Goals:
(a) Copy word for word the stretch of the A-111-1 description from "User interface" through "up interference signals.".
(b) According to the A-111-1 description, which integrated circuit is the module based on?

Source excerpt:
The module is no longer in production.
The A-111-1 was the high-end model among Doepfer’s oscillators and is only available on the used market. The successor model with some detailed improvements is the A-111-2. Compared to the A-110-1 or A-110-2, the A-111-1 offers expanded synchronization options, an additional input for linear frequency modulation, and a more extensive frequency range (12 octaves, compared to 10 octaves on the A-110-1).
In addition, the A-111-1 has a slightly different basic sound than the A-110-1 or A-110-2; the waveforms (especially sine, triangle) are generally produced more precisely here. Incidentally, the sawtooth is (contrary to the labeling on the panel) a rising sawtooth and not a falling one like on the A-110-1. This doesn’t change the sound per se, but it is interesting with a synchronized mix with an A-110-1 sawtooth, which then sounds a little different than with two A-110-1s. Otherwise, the sine signal here is not a “mathematically exact sine”, but is obtained from the triangle core via a simple diode circuit. The successor A-111-2 has a revised circuit that produces a much more precise sine signal from the triangle.
So what does this “oscillation theory” look like on the oscilloscope?
The A-111-1 is definitely a little “cleaner” than the A-110-1, but a little less “precise” than you might have expected. Does it sound better than the A-110-1? “More noble”? More expensive? A Bösendorfer grand piano sounds different than a Steinway, but which one is better? As always, this is clearly a matter of taste and the area of application. The sonic differences between oscillators are usually significantly smaller than those between different filters.
The CEM3340 integrated circuit (from Curtis), on which the A-111-1 is based, was used in some fairly well-known synthesizers: Crumar Spirit, Moog Memorymoog, Oberheim OBXa, OBSX, OB8, Roland Jupiter-6, Roland SH-101, Roland MC-202, Roland MKS-80 (rev 4), Sequential Pro-One, Sequential Prophet-5 rev 3, Sequential Prophet-10, Sequential Prophet-600, Sequential T8, Synton Syrinx.
Unfortunately, this integrated circuit is no longer manufactured, so production of the module had to be discontinued.
User interface
Inputs:
System bus: As with the A-110, the pitch of the A-111 can be controlled via a voltage on the system bus. The system bus can be addressed with an A-185-1 or A-185-2.
As with all VCOs with CV control via the bus, you should deactivate this option if you are not using it: Otherwise, the open lines could work as “antennas” and pick up interference signals.
- Two control voltage inputs (CV1 and CV2) for voltages that control the frequency of the VCO, one of them with an attenuator. Control characteristic is 1 V / octave. In contrast to the A-110-1, the “CV1” input is not designed as a switching socket that would interrupt the control voltage via the system bus. Voltages from the system bus and “CV1” are added.
- Lin. FM: In contrast to exponential frequency modulation, linear FM does not give the impression that the frequency of the modulated oscillator is changing. This makes it easy to play melodies; the basic principle has been common knowledge since the DX7 synthesizers of the 80s. However, due to digitally generated sine waves with a fixed phase relationship to one another, these had a different sound character than the FM from analog VCOs.
- S-SYNC: The “Softsync” input is used to adjust the frequency of the VCO to that of a “master” VCO. In contrast to hard synchronization on the A-110 or A-111-1, there is no change in sound, the waveform of the synchronized oscillator is not “folded” or restarted in the middle.

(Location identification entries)
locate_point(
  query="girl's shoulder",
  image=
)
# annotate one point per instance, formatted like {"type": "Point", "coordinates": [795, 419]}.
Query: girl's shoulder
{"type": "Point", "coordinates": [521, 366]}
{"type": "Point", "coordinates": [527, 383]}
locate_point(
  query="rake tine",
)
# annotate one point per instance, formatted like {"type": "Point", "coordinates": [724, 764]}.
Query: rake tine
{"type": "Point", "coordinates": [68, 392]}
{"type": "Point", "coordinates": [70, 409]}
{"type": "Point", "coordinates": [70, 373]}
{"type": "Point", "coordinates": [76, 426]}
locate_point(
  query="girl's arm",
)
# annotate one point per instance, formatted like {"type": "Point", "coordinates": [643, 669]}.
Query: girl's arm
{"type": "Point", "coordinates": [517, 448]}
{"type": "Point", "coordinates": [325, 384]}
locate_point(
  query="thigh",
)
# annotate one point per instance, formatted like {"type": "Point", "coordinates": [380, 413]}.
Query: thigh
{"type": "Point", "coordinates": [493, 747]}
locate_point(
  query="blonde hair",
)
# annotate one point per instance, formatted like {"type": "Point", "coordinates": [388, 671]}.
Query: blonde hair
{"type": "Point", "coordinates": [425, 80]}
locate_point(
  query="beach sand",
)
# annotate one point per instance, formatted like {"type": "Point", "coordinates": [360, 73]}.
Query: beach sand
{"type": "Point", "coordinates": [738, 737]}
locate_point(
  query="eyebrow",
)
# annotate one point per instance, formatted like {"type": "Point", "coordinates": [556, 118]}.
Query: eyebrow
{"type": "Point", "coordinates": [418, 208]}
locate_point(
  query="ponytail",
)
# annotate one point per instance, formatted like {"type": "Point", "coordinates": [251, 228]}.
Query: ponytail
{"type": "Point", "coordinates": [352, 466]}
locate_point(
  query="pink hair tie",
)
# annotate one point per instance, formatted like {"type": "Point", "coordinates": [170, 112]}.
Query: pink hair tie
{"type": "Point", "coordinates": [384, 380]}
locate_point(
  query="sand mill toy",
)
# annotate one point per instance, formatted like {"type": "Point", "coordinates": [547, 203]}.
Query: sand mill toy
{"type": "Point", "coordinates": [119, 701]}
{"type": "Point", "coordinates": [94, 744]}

Results for the exercise:
(a)
User interface
Inputs:
System bus: As with the A-110, the pitch of the A-111 can be controlled via a voltage on the system bus. The system bus can be addressed with an A-185-1 or A-185-2.
As with all VCOs with CV control via the bus, you should deactivate this option if you are not using it: Otherwise, the open lines could work as “antennas” and pick up interference signals.

(b) The CEM3340 from Curtis.